### [EXERCISE DETAILS]
How many lines in the listing below contain the string "child", matching case exactly? Reply with the number alone.

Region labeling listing
══════

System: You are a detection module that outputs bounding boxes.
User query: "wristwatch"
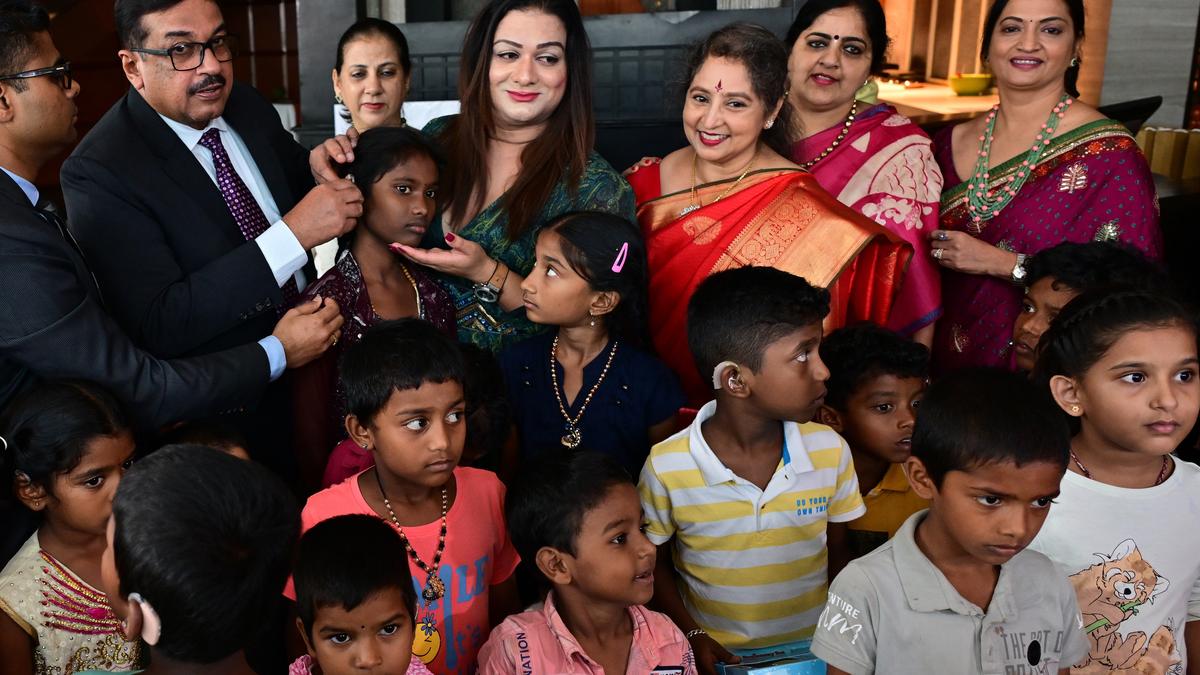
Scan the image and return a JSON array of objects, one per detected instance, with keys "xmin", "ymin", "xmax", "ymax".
[
  {"xmin": 1012, "ymin": 253, "xmax": 1028, "ymax": 285},
  {"xmin": 472, "ymin": 261, "xmax": 509, "ymax": 303}
]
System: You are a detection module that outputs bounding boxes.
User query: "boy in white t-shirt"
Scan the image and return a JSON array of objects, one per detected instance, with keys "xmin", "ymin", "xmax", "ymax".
[{"xmin": 812, "ymin": 370, "xmax": 1087, "ymax": 675}]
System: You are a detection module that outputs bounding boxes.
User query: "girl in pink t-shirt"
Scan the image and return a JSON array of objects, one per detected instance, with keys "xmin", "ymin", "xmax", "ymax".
[{"xmin": 286, "ymin": 319, "xmax": 518, "ymax": 675}]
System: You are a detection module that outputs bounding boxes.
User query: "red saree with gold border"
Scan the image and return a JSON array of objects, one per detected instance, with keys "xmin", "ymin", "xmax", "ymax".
[{"xmin": 626, "ymin": 160, "xmax": 912, "ymax": 405}]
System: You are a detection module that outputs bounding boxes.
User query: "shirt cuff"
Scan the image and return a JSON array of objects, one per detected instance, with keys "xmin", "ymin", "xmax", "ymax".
[
  {"xmin": 258, "ymin": 335, "xmax": 288, "ymax": 382},
  {"xmin": 254, "ymin": 220, "xmax": 308, "ymax": 287}
]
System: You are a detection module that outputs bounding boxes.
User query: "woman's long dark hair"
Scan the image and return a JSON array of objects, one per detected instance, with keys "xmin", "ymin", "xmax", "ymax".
[
  {"xmin": 979, "ymin": 0, "xmax": 1086, "ymax": 97},
  {"xmin": 439, "ymin": 0, "xmax": 595, "ymax": 239}
]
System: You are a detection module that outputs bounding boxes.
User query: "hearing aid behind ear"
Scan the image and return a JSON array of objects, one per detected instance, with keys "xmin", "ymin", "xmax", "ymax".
[{"xmin": 713, "ymin": 362, "xmax": 739, "ymax": 390}]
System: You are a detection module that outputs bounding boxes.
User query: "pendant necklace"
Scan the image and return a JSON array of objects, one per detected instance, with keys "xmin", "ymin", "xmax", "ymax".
[
  {"xmin": 967, "ymin": 92, "xmax": 1075, "ymax": 229},
  {"xmin": 800, "ymin": 101, "xmax": 858, "ymax": 171},
  {"xmin": 376, "ymin": 468, "xmax": 450, "ymax": 604},
  {"xmin": 550, "ymin": 335, "xmax": 618, "ymax": 450},
  {"xmin": 679, "ymin": 145, "xmax": 760, "ymax": 217},
  {"xmin": 1070, "ymin": 448, "xmax": 1171, "ymax": 488}
]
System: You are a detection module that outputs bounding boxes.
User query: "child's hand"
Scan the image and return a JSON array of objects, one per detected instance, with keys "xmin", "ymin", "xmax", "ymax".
[{"xmin": 688, "ymin": 633, "xmax": 742, "ymax": 675}]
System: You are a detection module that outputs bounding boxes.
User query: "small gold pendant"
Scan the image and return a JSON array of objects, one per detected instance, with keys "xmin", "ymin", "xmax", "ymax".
[
  {"xmin": 562, "ymin": 426, "xmax": 583, "ymax": 450},
  {"xmin": 421, "ymin": 574, "xmax": 446, "ymax": 603}
]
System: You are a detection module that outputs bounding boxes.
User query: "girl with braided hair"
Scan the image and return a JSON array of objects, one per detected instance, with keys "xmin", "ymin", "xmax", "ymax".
[{"xmin": 1031, "ymin": 288, "xmax": 1200, "ymax": 674}]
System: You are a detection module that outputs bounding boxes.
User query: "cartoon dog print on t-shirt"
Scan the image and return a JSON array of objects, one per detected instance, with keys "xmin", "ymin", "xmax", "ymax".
[{"xmin": 1070, "ymin": 539, "xmax": 1183, "ymax": 675}]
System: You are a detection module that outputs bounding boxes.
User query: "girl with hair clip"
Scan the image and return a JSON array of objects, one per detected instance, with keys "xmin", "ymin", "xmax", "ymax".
[
  {"xmin": 0, "ymin": 382, "xmax": 142, "ymax": 674},
  {"xmin": 1027, "ymin": 288, "xmax": 1200, "ymax": 674},
  {"xmin": 500, "ymin": 213, "xmax": 684, "ymax": 477}
]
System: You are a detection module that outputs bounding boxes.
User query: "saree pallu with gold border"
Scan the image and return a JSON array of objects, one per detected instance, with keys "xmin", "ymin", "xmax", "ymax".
[
  {"xmin": 628, "ymin": 160, "xmax": 912, "ymax": 405},
  {"xmin": 932, "ymin": 120, "xmax": 1163, "ymax": 372}
]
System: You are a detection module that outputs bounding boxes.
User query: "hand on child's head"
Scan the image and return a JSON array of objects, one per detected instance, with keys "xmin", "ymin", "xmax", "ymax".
[{"xmin": 305, "ymin": 589, "xmax": 414, "ymax": 675}]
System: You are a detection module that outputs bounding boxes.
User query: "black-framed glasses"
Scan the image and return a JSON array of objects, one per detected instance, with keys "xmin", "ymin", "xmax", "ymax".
[
  {"xmin": 0, "ymin": 61, "xmax": 74, "ymax": 89},
  {"xmin": 130, "ymin": 34, "xmax": 238, "ymax": 71}
]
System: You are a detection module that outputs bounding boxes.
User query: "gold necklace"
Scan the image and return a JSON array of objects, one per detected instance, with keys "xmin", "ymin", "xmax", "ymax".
[
  {"xmin": 800, "ymin": 101, "xmax": 858, "ymax": 171},
  {"xmin": 376, "ymin": 468, "xmax": 450, "ymax": 603},
  {"xmin": 679, "ymin": 145, "xmax": 761, "ymax": 216},
  {"xmin": 550, "ymin": 335, "xmax": 618, "ymax": 450},
  {"xmin": 362, "ymin": 258, "xmax": 425, "ymax": 318}
]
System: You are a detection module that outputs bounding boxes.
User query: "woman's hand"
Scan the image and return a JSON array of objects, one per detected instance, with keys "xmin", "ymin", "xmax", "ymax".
[
  {"xmin": 929, "ymin": 229, "xmax": 1016, "ymax": 279},
  {"xmin": 388, "ymin": 233, "xmax": 496, "ymax": 283}
]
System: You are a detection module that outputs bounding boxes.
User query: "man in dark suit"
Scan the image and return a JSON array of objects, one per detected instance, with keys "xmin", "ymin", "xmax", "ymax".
[
  {"xmin": 62, "ymin": 0, "xmax": 362, "ymax": 473},
  {"xmin": 0, "ymin": 0, "xmax": 342, "ymax": 429}
]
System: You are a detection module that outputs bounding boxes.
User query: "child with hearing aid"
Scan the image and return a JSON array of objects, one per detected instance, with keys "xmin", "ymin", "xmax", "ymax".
[
  {"xmin": 79, "ymin": 446, "xmax": 300, "ymax": 675},
  {"xmin": 500, "ymin": 213, "xmax": 684, "ymax": 477},
  {"xmin": 0, "ymin": 382, "xmax": 142, "ymax": 675},
  {"xmin": 1032, "ymin": 288, "xmax": 1200, "ymax": 675},
  {"xmin": 640, "ymin": 267, "xmax": 865, "ymax": 674}
]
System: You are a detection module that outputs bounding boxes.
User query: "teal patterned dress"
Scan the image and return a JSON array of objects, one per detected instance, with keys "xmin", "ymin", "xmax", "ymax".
[{"xmin": 424, "ymin": 115, "xmax": 636, "ymax": 353}]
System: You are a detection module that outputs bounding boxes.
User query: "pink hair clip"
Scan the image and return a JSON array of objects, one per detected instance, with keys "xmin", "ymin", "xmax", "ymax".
[{"xmin": 612, "ymin": 241, "xmax": 629, "ymax": 273}]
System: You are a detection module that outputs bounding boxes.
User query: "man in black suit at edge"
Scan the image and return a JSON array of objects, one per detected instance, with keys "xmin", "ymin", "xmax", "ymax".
[
  {"xmin": 0, "ymin": 0, "xmax": 342, "ymax": 441},
  {"xmin": 62, "ymin": 0, "xmax": 362, "ymax": 476}
]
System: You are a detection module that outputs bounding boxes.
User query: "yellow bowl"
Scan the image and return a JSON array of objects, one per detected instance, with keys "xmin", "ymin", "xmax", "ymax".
[{"xmin": 949, "ymin": 73, "xmax": 991, "ymax": 96}]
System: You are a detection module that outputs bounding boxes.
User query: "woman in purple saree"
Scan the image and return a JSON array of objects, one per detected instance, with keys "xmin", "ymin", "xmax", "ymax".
[{"xmin": 931, "ymin": 0, "xmax": 1163, "ymax": 372}]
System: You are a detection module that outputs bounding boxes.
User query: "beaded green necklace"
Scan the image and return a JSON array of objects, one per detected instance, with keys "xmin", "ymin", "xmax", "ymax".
[{"xmin": 967, "ymin": 92, "xmax": 1075, "ymax": 229}]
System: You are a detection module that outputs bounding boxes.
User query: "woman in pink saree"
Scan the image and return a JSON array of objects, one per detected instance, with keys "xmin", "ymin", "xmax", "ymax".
[{"xmin": 787, "ymin": 0, "xmax": 942, "ymax": 346}]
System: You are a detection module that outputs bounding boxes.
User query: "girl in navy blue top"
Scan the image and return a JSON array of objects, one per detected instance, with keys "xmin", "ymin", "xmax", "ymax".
[{"xmin": 500, "ymin": 213, "xmax": 684, "ymax": 477}]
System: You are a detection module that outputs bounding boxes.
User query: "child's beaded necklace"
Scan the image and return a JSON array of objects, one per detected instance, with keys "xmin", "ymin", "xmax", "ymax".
[{"xmin": 967, "ymin": 92, "xmax": 1075, "ymax": 234}]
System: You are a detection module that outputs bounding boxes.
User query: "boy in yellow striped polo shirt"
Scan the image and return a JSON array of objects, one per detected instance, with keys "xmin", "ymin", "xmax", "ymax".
[{"xmin": 638, "ymin": 267, "xmax": 865, "ymax": 673}]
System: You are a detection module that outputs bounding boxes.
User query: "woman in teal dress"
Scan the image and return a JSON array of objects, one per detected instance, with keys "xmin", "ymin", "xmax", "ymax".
[{"xmin": 395, "ymin": 0, "xmax": 635, "ymax": 352}]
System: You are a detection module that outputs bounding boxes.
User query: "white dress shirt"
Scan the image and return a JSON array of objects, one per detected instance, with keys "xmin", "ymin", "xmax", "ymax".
[{"xmin": 158, "ymin": 114, "xmax": 308, "ymax": 291}]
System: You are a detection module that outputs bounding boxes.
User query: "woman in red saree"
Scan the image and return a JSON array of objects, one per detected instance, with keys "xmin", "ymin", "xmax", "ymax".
[{"xmin": 626, "ymin": 24, "xmax": 912, "ymax": 405}]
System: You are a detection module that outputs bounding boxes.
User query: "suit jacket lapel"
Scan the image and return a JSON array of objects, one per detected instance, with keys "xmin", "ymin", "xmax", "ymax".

══════

### [ANSWER TO THE EXERCISE]
4